◆ **Task prompt**
Repeat the records given below in full, with no changes.

◆ **Task material**
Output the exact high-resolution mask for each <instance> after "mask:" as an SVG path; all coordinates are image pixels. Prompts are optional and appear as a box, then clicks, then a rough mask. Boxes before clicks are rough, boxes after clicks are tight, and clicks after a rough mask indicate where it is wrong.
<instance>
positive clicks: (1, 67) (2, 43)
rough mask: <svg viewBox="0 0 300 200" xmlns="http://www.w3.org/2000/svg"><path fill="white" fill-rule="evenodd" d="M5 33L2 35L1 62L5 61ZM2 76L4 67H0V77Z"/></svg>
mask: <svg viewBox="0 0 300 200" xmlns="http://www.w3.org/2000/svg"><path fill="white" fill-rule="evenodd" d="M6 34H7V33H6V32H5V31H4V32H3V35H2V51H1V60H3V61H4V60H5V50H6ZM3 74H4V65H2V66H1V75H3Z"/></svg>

◆ **Answer**
Output the exact high-resolution mask for each <instance> after "mask:" as an SVG path; all coordinates are image pixels. Prompts are optional and appear as a box, then clicks, then a rough mask. Boxes before clicks are rough, boxes after clicks are tight, and clicks after a rough mask indicate where it is wrong.
<instance>
positive clicks: (1, 67) (2, 43)
rough mask: <svg viewBox="0 0 300 200" xmlns="http://www.w3.org/2000/svg"><path fill="white" fill-rule="evenodd" d="M5 33L2 35L1 62L5 61ZM2 76L4 67H0V77Z"/></svg>
mask: <svg viewBox="0 0 300 200" xmlns="http://www.w3.org/2000/svg"><path fill="white" fill-rule="evenodd" d="M6 34H7V33H6V32H5V31H4V32H3V35H2V51H1V60H3V61H4V60H5V50H6ZM3 74H4V65H2V66H1V75H3Z"/></svg>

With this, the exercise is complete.